**REQUIRED ACTION 1**
Reproduce without any change the section of the rows that opens with the line containing "Each <instance> block includes" and closes with the line containing "positive clicks: (249, 134)", including both of those lines.
**REQUIRED ACTION 2**
Extend the piece on lessons for one's younger self, picking up after its final sentence.

10 Life Hacks: Lessons for Your Younger Self

My life coach gave me an assignment about a month ago. I needed to come up with 10 lessons I’ve learned since my teenage years. Why? To celebrate how far I’ve come. And, so I could stay empathetic to my teens as they’re struggling through this difficult life phase.

In all honesty, I really wasn’t too keen on revisiting my teenage years. The homework assigned by my coach lay untouched. One day, while browsing through social media, I noted two very interesting things happening. One, the passionate group of teenagers in Florida, out of the tragedies they have experienced in the recent school shootings, are finding their voice, their message, and partaking in social change conversations that many adults are struggling with.

That was juxtaposed with some very troubling pictures and posts of teenagers who could potentially be making mistakes that they will regret for the rest of their lives. You know the types of pictures I’m talking about.

This turned out to be very powerful homework and sparked interesting conversations at the dinner table that night. Having conversations with our teens unearthed even more lessons learned and reinforced that we’re always growing, learning and evolving. What’s more, I think this reflection is something we can all benefit from.

**RAW DATA**
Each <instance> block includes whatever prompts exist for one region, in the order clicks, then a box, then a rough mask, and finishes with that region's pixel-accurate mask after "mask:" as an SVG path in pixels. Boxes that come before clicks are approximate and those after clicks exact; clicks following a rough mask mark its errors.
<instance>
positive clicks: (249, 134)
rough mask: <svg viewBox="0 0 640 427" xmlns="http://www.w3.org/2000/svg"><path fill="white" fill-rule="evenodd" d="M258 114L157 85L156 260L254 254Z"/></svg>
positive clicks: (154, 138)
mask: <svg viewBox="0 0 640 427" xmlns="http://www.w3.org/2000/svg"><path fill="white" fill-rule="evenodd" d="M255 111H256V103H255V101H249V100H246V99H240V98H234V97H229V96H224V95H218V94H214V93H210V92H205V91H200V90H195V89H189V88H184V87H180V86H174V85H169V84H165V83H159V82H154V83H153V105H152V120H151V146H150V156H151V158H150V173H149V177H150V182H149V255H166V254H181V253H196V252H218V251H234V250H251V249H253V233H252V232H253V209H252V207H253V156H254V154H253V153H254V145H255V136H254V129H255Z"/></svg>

...

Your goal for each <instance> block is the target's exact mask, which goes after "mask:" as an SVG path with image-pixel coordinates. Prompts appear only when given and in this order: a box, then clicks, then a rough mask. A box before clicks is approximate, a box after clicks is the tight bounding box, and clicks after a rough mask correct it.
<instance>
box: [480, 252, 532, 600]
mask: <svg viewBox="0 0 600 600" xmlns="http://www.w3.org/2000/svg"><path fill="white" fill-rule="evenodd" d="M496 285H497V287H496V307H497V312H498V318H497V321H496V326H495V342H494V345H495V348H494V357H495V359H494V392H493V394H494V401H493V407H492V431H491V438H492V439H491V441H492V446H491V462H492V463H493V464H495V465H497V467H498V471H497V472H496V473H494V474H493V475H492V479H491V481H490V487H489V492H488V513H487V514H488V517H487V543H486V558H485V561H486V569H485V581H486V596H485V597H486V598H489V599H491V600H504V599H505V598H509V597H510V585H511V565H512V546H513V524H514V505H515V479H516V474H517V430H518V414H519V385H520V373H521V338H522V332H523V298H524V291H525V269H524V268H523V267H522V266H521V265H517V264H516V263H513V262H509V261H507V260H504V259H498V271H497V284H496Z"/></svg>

--

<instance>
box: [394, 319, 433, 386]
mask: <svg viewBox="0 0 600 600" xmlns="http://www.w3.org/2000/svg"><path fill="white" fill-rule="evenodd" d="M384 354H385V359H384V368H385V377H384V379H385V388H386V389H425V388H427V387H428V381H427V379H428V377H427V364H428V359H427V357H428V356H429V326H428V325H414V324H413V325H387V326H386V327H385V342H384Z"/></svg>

**WRITTEN RESPONSE 1**
Each <instance> block includes whatever prompts exist for one region, in the order clicks, then a box, then a rough mask, and finishes with that region's pixel-accurate mask after "mask:" as an SVG path in pixels. Boxes that come before clicks are approximate and those after clicks exact; clicks following a rough mask mark its errors.
<instance>
positive clicks: (249, 134)

**WRITTEN RESPONSE 2**
I’m going to share my homework with you. By doing so, it makes me accountable to my coach and I’m curious if you’ll find value in reflecting on some of these lessons too. I will admit, I’m still working hard to follow a few (e.g., sleep). And I’d be honoured if you would share, in the comments below, what you resonate with and other lessons you’ve learned.

  1. This Too Shall Pass.

Didn’t we learn in Hamlet that patience is a virtue? Are you still struggling with patience like me? Furthermore, when we don’t hold onto the present or spend all our time looking in the rearview mirror at the past, we can get perspective that, sure, our circumstances may not be ideal (or maybe even downright rough) but it won’t last forever. Remember your first breakup? You’re over it, right? Whatever is going on for you right now, that too shall pass.

  1. Your Mess is Your Message.

As a speaker, we often talk about messes being the most important stories we share. It’s where our greatest learnings, growth, and perspective has come from and therefore, our most powerful message. Think this sounds fluffy? Well, there’s much literature on Post Traumatic Growth that demonstrates this to be true of people who have been through incredible tragedies. How did the messes you experienced as teen become some of our greatest lessons and character building moments? Let’s face it, as adults, we still have a lot of mess that we continue to work through. How is it here to serve you?

  1. The World Isn’t Always Ready For You.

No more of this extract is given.